## Start THE DATA

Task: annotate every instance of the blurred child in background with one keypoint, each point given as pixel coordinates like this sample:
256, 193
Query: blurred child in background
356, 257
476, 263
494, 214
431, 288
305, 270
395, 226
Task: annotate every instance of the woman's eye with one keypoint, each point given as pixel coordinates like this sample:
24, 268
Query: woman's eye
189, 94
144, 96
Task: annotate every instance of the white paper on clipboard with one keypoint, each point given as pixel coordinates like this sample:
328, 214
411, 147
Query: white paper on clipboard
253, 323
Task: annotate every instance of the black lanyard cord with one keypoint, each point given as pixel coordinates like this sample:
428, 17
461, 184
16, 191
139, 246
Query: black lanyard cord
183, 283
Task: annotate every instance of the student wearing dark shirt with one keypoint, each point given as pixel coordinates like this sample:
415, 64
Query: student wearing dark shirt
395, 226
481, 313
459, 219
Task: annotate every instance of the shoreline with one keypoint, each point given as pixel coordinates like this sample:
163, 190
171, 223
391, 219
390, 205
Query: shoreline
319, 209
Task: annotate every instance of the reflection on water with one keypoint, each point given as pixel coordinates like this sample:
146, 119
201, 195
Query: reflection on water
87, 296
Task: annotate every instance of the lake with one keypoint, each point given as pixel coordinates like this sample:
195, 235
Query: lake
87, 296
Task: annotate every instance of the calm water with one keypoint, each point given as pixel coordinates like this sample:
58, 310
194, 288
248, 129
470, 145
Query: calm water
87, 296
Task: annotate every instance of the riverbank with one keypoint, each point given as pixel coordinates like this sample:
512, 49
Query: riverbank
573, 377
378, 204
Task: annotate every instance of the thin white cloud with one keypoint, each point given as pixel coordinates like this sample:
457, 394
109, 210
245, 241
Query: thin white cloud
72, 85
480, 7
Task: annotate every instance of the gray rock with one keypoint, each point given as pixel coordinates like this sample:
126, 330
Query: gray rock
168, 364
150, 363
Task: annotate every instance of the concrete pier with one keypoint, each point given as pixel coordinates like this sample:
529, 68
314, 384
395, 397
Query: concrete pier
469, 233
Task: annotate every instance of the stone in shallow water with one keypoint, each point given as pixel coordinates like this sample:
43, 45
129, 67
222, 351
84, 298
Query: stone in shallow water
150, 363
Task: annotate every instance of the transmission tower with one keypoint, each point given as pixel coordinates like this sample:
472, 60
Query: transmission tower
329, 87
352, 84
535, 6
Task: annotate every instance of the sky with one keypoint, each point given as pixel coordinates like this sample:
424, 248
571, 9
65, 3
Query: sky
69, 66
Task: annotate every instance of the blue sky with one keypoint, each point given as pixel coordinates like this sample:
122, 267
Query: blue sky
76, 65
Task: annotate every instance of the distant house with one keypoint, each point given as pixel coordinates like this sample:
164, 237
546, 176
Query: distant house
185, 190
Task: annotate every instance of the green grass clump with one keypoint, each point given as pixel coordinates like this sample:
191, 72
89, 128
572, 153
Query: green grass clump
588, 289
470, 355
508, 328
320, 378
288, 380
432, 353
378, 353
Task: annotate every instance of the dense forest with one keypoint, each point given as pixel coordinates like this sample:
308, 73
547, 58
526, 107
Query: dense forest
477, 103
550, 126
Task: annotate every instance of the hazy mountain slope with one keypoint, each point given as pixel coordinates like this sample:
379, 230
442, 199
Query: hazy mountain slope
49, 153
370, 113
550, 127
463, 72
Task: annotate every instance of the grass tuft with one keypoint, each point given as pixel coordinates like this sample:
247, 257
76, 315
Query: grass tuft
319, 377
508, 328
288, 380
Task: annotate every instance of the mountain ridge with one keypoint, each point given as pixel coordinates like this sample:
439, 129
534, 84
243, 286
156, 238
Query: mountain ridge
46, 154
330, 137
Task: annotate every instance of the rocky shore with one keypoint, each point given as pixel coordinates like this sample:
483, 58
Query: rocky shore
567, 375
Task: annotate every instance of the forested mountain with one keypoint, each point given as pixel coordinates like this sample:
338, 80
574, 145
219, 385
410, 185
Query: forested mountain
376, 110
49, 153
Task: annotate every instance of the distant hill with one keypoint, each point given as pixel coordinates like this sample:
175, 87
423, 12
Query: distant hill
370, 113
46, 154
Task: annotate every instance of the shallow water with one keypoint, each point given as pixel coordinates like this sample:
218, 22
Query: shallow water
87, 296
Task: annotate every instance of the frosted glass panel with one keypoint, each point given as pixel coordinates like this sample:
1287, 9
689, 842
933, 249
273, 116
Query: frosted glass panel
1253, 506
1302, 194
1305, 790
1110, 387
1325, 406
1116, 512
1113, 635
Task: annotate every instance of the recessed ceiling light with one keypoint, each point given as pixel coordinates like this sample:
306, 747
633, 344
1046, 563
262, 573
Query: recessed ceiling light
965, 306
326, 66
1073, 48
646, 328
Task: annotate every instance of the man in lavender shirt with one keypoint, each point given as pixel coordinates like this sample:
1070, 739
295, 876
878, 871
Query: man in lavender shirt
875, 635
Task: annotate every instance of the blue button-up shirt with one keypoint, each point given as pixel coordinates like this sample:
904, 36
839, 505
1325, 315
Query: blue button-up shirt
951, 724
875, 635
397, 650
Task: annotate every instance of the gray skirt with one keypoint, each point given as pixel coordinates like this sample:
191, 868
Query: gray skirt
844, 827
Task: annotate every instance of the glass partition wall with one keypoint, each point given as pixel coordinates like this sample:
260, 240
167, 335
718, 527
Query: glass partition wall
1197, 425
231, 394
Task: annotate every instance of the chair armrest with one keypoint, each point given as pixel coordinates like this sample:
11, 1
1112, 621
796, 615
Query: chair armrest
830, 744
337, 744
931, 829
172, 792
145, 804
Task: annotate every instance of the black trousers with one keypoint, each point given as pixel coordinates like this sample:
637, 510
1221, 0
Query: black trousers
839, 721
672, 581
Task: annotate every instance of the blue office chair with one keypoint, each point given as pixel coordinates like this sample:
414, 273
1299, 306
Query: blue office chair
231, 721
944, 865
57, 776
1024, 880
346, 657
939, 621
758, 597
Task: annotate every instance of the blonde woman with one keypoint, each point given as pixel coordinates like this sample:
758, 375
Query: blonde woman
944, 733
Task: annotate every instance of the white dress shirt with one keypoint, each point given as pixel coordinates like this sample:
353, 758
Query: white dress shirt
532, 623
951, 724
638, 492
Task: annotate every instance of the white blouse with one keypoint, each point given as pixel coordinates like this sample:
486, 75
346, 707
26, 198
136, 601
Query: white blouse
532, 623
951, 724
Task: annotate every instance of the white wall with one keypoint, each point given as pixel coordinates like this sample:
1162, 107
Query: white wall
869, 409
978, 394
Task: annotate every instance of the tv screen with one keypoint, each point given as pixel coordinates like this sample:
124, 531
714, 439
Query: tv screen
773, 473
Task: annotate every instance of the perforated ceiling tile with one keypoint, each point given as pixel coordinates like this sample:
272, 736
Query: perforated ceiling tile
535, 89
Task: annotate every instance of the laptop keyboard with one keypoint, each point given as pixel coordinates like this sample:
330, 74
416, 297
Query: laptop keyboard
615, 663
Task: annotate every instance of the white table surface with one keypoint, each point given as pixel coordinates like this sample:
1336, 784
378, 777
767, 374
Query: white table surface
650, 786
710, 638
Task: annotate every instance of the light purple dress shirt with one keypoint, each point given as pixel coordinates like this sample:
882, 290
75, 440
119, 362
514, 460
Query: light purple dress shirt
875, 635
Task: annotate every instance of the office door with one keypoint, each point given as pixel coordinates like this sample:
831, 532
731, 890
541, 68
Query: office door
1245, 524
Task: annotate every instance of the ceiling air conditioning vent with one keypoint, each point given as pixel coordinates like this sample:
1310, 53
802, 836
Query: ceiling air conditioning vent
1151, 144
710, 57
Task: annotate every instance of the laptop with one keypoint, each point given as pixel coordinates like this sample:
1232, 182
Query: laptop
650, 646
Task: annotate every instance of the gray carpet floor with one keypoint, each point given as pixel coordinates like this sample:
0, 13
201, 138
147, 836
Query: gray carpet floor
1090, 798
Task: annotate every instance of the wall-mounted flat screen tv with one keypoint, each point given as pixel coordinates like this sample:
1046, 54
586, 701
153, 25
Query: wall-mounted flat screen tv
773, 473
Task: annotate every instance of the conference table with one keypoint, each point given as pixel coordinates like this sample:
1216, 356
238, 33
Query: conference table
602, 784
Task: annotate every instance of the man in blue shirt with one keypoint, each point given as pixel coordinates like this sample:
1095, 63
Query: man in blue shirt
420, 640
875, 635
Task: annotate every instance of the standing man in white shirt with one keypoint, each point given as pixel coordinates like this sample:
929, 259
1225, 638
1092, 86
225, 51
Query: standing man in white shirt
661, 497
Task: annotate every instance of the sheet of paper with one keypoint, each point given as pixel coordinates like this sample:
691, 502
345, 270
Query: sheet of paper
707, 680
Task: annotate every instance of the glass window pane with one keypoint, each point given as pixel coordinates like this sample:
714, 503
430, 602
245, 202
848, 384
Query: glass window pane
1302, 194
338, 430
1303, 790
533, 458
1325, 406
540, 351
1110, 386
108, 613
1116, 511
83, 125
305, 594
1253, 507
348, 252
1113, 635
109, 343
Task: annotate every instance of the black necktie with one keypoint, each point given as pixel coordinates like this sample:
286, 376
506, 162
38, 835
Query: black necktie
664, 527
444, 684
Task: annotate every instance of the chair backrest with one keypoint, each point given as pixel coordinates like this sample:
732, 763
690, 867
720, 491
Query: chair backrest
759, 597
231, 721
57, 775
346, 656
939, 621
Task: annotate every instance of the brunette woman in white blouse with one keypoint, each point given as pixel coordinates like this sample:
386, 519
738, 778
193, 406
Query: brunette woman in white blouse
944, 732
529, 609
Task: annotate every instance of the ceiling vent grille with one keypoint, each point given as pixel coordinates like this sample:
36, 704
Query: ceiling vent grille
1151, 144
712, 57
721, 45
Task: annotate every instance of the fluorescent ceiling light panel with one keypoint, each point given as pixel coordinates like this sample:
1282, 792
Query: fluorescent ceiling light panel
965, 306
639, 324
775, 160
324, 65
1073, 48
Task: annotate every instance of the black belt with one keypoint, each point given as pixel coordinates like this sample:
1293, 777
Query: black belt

## End THE DATA

Could you quote, exactly as they appear, the line containing "Task: annotate every instance of the conference" and every line after it to the end of the records above?

THE OUTPUT
Task: annotate every instance of the conference table with one keypoint, each point given as pixel coordinates like this sample:
1216, 356
238, 33
Query: conference table
602, 784
Task: annotate every instance of the man in blue shirt with one keypoint, each point given as pixel coordinates like this sample:
1095, 63
Query: man in blue shirt
420, 640
875, 635
Task: annotate every instance of the standing man in white shirt with one keypoint, each point given as pixel coordinates like this sample:
929, 259
1225, 638
1092, 86
225, 51
Query: standing man in white shirt
661, 497
Task: annotate every instance of the sheet of paper with one keypoint, each point given as pixel coordinates like this sample:
691, 502
345, 270
Query: sheet of paper
707, 680
Task: annotate every instance of the glass window pane with one keypoint, each point given as pixel coordinates like this sample:
714, 503
430, 602
245, 202
848, 384
Query: glass window pane
1302, 194
338, 430
1303, 790
533, 458
1325, 406
540, 351
1110, 386
108, 613
1116, 511
83, 125
305, 594
1253, 507
348, 252
1113, 635
109, 343
Task: annotate every instance of the black necktie with one keypoint, each point given as pixel coordinates like this sample:
286, 376
506, 162
38, 835
Query: black necktie
664, 527
444, 684
Task: annotate every instance of the chair backrest with one keypoint, each point given as pixel coordinates like this sample:
732, 763
690, 867
720, 491
Query: chair backrest
759, 597
231, 721
57, 775
346, 656
939, 621
Task: annotate every instance of the brunette woman in white blouse with one keypoint, each point given as pixel coordinates like this sample:
386, 519
738, 778
193, 406
Query: brunette woman in white blouse
944, 732
529, 609
Task: annotate every instance of the ceiling vent grille with one keypoint, each point given as pixel coordinates like this sample:
36, 704
Query: ceiling vent grille
1151, 144
712, 57
721, 45
Task: annotate every instance of the fluorescent ceiling light panel with one keypoint, each point given as pixel coordinates like this sample:
1282, 792
Query: fluorescent ceiling light panel
965, 306
639, 324
775, 160
324, 65
1073, 48
Task: annotate every instance of the black belt with one keypoint, each point given as pixel coordinates like this sample:
1293, 777
Query: black belt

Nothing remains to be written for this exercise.